━━━ TESTO DELLA PAGINA ━━━
L’Europa vuole così ritrovare la sua autonomia industriale. A differenza, degli Usa, che sono stati più accorti nelle delocalizzazioni, l’Ue non ha avuto una strategia condivisa dagli Stati membri e, di conseguenza, ha perso autonomia su molti fronti. Lo abbiamo visto, drammaticamente, con le mascherine e lo vediamo anche con i vaccini. L’Europa è infatti l’unico grande Paese che non ha un proprio vaccino ma lo importa: gli Usa ne hanno 3 (Pfizer, Moderna e Johnson and Johnson), la Cina ha Sinopharm, la Russia ha Sputnik, la Gran Bretagna ha AstraZeneca.
━━━
LAVORO DA FARE:
Riprendi il testo sull'autonomia industriale dell'Europa e scrivi il seguito, partendo subito dopo l'ultima frase.
━━━ DATI SALVATI ━━━
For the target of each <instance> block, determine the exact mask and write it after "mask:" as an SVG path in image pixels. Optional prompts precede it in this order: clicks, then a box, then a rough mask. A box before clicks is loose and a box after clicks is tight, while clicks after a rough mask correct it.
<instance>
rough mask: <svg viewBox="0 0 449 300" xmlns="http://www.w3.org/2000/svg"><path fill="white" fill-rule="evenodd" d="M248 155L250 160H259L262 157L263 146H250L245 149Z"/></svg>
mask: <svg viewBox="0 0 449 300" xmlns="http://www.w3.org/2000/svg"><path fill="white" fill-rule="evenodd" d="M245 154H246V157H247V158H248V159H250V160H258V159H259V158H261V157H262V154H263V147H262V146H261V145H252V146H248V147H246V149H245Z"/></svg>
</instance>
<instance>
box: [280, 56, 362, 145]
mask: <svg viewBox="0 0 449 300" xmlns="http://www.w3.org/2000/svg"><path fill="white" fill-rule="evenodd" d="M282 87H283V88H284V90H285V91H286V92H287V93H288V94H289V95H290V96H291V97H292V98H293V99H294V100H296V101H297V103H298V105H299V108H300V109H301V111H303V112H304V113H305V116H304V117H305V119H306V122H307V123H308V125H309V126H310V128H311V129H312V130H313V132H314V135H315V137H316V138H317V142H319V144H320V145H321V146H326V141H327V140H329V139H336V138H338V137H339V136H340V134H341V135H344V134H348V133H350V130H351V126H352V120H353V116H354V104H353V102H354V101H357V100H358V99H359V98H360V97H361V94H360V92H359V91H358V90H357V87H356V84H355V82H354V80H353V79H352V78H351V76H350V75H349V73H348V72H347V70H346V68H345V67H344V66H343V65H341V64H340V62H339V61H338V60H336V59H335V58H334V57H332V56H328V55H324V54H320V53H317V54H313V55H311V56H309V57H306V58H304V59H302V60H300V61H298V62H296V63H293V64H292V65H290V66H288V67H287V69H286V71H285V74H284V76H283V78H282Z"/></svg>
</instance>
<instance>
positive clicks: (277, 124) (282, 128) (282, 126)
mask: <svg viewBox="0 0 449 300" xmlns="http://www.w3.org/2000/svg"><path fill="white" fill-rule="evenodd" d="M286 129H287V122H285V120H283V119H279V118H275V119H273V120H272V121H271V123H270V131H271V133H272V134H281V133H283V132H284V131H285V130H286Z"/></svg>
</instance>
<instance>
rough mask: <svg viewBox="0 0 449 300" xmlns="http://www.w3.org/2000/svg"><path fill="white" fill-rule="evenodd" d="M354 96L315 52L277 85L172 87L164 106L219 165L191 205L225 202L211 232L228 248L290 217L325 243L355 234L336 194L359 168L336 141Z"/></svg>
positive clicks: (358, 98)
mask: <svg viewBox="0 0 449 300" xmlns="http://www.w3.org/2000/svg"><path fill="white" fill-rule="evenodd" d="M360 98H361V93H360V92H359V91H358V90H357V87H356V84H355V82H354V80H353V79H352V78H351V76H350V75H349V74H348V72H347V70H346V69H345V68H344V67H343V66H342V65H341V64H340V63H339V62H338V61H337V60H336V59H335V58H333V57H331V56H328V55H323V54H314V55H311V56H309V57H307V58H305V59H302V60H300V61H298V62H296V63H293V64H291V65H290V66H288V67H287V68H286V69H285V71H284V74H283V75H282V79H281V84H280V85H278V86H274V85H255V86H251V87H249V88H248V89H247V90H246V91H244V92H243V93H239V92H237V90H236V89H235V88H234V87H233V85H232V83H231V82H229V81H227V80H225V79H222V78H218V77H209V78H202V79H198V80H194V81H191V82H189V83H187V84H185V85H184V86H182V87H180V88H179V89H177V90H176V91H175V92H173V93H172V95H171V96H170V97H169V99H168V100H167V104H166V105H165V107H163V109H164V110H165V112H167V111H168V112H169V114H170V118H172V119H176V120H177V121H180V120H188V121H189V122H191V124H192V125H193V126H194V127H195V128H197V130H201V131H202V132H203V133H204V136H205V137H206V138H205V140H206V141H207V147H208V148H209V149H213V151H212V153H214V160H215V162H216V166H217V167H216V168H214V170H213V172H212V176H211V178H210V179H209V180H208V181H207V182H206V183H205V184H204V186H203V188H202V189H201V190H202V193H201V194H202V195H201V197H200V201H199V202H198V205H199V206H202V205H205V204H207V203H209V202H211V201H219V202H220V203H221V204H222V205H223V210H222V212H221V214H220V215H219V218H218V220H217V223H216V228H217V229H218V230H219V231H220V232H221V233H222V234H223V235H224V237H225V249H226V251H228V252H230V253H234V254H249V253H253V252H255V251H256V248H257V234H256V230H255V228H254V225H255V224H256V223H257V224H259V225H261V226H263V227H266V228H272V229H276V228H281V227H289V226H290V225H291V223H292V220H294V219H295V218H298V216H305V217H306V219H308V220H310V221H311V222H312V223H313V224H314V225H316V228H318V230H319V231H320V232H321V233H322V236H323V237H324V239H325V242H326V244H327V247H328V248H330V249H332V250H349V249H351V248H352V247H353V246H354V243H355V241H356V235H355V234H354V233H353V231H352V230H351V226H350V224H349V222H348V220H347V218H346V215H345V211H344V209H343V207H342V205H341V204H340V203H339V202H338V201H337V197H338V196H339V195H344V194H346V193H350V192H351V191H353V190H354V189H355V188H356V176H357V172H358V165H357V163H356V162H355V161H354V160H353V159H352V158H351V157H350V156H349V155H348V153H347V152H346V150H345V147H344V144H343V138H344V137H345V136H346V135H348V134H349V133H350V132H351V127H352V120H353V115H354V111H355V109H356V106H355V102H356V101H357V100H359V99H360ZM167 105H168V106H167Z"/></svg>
━━━
RISULTATO:
Il Vecchio continente non è così ricco di materie prime come gli Usa e quindi, per certi versi, sta subendo questa situazione senza grandi colpe. Ma su microchip e semiconduttori non si doveva arrivare a questo punto: si è persa completamente indipendenza produttiva su componenti indispensabili a qualsiasi circuito elettronico e digitale, finendo col dipendere dalle economie con cui competiamo. Il Global Gateway è appunto questo grande progetto infrastrutturale con cui l’Europa vuole rafforzare la sua capacità di approvvigionamento per contenere Cina e spinte inflattive.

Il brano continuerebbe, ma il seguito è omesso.